Write out an exact copy of the line with "the car tire" and of each line after it, through the end of the records below.

(Region pointing data)
--------------------------------------------------
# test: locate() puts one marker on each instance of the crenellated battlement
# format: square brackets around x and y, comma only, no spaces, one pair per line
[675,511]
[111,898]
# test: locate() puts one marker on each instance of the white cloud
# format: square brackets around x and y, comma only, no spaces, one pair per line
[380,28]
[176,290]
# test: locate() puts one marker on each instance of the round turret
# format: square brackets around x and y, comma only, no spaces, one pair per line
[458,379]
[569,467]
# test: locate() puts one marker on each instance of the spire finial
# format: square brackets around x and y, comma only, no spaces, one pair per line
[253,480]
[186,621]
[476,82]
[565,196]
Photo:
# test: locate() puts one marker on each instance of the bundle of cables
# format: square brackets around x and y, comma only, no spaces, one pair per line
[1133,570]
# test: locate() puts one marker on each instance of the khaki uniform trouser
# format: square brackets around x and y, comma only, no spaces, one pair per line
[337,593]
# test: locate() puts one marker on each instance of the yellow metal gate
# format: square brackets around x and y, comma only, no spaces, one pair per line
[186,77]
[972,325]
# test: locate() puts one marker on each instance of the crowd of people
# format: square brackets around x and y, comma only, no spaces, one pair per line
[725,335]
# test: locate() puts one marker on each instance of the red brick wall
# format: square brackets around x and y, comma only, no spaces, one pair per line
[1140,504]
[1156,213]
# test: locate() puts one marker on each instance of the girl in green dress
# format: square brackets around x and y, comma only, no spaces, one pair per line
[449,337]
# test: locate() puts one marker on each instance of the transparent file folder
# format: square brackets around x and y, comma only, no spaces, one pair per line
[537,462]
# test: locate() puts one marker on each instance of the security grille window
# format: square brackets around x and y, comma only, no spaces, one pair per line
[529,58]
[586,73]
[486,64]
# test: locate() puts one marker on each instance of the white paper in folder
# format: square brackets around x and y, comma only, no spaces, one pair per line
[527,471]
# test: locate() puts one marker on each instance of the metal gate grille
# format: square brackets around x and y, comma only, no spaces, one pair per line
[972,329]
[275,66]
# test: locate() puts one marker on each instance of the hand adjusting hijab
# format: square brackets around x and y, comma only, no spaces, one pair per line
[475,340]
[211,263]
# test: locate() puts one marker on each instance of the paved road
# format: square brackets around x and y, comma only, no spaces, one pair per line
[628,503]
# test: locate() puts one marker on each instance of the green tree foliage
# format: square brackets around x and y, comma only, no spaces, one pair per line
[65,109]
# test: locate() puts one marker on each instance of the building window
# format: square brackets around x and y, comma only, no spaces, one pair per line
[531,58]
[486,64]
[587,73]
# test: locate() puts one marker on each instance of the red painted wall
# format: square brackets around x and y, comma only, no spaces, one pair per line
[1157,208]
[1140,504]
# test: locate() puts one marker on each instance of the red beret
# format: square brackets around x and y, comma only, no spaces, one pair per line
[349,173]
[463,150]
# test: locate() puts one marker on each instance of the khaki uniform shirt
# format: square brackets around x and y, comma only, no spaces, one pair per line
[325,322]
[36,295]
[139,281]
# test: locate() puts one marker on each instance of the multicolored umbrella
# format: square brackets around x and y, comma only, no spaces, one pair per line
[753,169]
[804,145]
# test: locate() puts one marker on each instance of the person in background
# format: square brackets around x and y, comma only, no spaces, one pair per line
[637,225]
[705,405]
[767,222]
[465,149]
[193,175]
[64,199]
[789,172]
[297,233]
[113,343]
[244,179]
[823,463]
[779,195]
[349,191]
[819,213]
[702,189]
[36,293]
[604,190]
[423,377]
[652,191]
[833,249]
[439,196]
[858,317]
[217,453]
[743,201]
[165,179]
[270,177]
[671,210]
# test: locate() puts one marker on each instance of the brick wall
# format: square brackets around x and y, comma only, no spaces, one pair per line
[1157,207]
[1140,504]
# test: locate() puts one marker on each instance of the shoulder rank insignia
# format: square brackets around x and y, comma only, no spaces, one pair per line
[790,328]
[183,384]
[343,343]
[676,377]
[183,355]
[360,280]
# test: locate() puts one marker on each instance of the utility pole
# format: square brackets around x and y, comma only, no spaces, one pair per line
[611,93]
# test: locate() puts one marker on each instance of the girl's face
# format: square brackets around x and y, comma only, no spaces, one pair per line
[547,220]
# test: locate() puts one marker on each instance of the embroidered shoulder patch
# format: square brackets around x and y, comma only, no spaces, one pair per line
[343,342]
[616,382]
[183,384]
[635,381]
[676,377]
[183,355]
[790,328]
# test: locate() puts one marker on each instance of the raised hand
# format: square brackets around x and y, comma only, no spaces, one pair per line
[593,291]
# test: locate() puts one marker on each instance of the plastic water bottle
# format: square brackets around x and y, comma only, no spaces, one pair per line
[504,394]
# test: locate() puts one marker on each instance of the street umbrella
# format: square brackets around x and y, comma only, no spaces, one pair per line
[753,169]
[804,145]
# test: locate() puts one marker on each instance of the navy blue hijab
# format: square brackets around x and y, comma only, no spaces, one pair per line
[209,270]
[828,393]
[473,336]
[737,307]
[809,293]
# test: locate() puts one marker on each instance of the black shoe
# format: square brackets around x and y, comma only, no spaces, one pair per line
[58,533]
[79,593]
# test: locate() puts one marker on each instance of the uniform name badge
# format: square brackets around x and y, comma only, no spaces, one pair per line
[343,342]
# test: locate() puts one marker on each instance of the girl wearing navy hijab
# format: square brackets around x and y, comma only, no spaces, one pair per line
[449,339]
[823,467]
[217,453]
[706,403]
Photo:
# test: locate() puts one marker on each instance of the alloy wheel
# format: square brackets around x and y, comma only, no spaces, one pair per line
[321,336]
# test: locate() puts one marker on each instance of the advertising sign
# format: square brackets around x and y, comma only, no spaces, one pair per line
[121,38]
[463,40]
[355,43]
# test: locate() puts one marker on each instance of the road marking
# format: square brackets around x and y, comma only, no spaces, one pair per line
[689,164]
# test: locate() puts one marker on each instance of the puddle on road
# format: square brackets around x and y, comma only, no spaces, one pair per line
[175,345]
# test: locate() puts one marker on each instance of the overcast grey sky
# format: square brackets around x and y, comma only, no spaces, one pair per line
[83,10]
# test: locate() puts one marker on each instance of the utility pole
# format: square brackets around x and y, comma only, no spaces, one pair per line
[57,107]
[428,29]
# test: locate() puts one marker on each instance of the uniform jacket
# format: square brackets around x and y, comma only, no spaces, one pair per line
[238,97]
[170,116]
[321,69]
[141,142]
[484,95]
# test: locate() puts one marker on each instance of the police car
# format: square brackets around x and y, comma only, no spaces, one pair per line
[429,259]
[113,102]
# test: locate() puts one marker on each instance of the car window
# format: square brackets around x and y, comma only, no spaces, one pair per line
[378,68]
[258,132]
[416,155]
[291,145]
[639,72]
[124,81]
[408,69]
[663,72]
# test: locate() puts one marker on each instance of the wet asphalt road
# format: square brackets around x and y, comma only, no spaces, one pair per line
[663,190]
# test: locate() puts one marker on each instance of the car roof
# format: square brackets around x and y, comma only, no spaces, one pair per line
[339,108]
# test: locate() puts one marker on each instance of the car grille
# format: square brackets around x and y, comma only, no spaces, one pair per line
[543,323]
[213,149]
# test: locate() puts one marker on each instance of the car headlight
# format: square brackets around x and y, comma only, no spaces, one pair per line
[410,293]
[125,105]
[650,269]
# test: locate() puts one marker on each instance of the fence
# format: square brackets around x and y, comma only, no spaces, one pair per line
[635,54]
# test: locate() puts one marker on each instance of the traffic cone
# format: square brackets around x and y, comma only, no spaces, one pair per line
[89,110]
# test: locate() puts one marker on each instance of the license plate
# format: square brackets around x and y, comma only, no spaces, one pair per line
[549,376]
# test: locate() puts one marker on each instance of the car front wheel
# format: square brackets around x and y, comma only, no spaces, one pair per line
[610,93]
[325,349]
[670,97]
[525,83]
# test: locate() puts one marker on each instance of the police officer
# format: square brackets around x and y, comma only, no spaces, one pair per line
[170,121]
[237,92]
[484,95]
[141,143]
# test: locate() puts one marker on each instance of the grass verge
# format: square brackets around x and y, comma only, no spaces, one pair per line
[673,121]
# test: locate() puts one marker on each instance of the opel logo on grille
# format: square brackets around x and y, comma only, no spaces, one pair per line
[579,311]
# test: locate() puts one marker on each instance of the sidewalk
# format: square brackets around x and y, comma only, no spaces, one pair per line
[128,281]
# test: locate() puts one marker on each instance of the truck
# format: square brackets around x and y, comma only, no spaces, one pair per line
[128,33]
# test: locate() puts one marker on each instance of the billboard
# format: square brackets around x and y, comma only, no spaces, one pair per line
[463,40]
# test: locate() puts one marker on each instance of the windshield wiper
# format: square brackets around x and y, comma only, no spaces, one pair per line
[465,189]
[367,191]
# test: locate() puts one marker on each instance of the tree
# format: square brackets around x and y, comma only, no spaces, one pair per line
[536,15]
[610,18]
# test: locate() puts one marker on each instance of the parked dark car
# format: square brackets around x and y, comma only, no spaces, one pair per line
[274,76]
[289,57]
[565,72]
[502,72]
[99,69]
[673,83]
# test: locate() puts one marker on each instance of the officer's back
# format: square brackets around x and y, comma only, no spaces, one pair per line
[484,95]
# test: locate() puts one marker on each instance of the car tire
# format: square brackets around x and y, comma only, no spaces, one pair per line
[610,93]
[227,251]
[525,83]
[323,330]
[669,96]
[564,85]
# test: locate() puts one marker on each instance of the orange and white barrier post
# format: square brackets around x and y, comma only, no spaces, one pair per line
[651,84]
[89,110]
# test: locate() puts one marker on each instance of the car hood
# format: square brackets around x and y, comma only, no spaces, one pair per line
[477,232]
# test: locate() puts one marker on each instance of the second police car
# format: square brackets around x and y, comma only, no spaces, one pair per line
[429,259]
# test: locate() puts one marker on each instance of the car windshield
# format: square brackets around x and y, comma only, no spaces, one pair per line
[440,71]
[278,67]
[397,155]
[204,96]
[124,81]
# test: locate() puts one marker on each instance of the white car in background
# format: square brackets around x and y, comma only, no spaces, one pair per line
--------------------------------------------------
Solution below.
# test: locate() puts one marker on each instance of the car tire
# format: square brackets around x and y, comma only, no spaces, one pair per line
[610,93]
[227,251]
[525,83]
[323,330]
[669,96]
[564,85]
# test: locate() puts one marker on each instance of the orange and white barrier post
# format: square brackets around x and y, comma only, no spaces, one pair per line
[651,84]
[89,110]
# test: locate() puts one marker on each instance of the car hood
# format: square brackets around x and y, comma only, no spaces, one pair per line
[477,232]
# test: locate() puts one marker on each instance of the second police car
# format: square brackets around x and y, comma only, no spaces, one pair per line
[429,259]
# test: locate() puts one marker on each instance of the car windshield
# format: square brackets around x and y, comma only, no spaces, one pair per line
[440,71]
[278,67]
[397,155]
[204,96]
[124,81]
# test: locate() puts one marker on each instance of the white car in background
# format: square brackets around x and y, comma only, no spaces, one pair per line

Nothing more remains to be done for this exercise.